- _TEXT FOR ANALYSIS_:
Information on Early Marsh-orchid var pulchella

Common Name: Early Marsh-orchid var pulchella
Scientific Name: Dactylorhiza incarnata var. pulchella
Irish Name: Magairlín álainn
Family Group: Orchidaceae
Distribution: View Map (Courtesy of the BSBI)
Flowering Period


Click for list of all flowering by month
Early Marsh-orchid var pulchella could sometimes be confused with:

Marsh-orchid, Narrow-leaved, Marsh-orchid, Early - ssp coccinea,

Another of our superb Early Marsh-orchids, this variety - ‘pulchella’ -  is incredibly beautiful. It stands to about 30cm tall, at most, bearing a dense spike of light purple flowers, each 8-12mm long. The labellum is narrow and reflexed, shallowly-lobed. There are two outer, lateral sepals which are erect and spreading and three upper tepals which form an incurved hood. Throughout is an amazing pattern of dots and loops. The spur is downward-pointing, slightly curved and stout. The spike of flowers becomes longer as it ages, is cylindrical and on a narrow stem. The leaves are unspotted, linear-lanceolate and hooded slightly at the apex. Its habitat is lakeshores, bogs, marshes and fens. It blooms from May to July, is a native perennial and is scattered throughout, more frequent in Counties Galway and Clare. It belongs to the Orchidaceae or Orchid family.  

This is a subspecies for which Ireland holds or possibly holds more than 25% of the European population (Ireland Red List No. 10 Vascular Plants)

- _BRIEF_:
Rewrite the stretch of the Early Marsh-orchid page from "Common Name: Early" through "of the BSBI)", changing "Scientific Name" to "Latin Name". The lines that come next were taken from a source other than the Early Marsh-orchid page.

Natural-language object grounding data
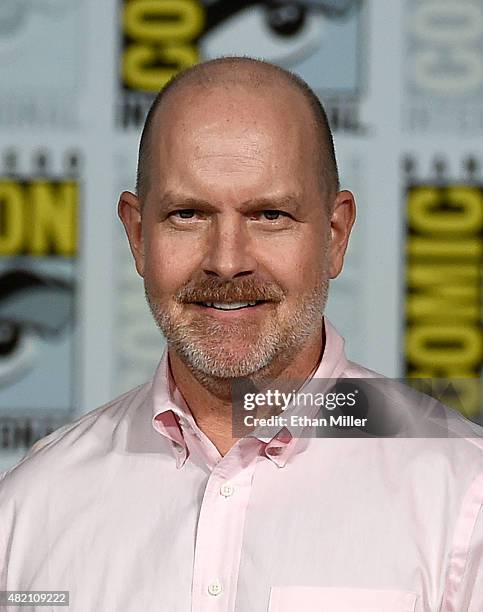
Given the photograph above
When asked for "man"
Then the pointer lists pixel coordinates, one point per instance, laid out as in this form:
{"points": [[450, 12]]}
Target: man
{"points": [[153, 502]]}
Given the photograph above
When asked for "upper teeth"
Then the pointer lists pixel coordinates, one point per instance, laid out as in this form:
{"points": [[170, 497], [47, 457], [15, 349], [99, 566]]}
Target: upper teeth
{"points": [[229, 306]]}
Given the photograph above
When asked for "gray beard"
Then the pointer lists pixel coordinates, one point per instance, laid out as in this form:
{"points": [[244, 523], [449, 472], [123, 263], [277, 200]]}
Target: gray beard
{"points": [[198, 345]]}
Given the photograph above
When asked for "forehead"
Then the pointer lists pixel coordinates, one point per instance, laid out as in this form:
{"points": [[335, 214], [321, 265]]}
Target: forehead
{"points": [[234, 125]]}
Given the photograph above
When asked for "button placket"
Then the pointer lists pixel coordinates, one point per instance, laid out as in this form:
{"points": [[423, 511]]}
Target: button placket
{"points": [[220, 534]]}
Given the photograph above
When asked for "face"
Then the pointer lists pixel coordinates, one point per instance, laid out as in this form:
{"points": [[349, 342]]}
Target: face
{"points": [[235, 243]]}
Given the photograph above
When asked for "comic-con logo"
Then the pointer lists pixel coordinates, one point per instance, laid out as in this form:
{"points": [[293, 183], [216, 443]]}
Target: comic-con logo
{"points": [[443, 273], [444, 66], [38, 248], [162, 37]]}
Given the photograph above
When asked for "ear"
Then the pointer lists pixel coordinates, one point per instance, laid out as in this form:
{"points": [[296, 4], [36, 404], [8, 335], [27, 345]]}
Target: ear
{"points": [[341, 222], [129, 211]]}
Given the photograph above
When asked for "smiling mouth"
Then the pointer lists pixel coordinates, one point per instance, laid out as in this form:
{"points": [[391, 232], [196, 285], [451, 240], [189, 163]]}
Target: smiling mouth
{"points": [[230, 305]]}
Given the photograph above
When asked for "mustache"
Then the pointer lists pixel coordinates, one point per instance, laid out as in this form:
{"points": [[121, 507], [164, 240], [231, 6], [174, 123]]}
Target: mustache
{"points": [[236, 290]]}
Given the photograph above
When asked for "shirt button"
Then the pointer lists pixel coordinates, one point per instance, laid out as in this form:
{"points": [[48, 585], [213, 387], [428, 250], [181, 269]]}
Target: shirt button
{"points": [[274, 450], [227, 489], [214, 588]]}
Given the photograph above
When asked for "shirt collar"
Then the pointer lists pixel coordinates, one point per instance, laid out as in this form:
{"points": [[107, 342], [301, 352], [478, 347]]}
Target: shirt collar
{"points": [[169, 407]]}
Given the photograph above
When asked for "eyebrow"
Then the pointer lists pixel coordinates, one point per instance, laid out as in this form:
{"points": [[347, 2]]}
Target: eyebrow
{"points": [[288, 203]]}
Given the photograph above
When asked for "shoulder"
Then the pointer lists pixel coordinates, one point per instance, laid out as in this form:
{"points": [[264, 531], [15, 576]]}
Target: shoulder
{"points": [[91, 435]]}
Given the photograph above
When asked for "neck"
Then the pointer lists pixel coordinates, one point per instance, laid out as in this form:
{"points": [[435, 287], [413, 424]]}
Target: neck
{"points": [[209, 399]]}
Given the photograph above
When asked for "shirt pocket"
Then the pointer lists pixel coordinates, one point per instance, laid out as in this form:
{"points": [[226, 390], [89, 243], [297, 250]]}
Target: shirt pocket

- _FINISHED EXERCISE_:
Common Name: Early Marsh-orchid var pulchella
Latin Name: Dactylorhiza incarnata var. pulchella
Irish Name: Magairlín álainn
Family Group: Orchidaceae
Distribution: View Map (Courtesy of the BSBI)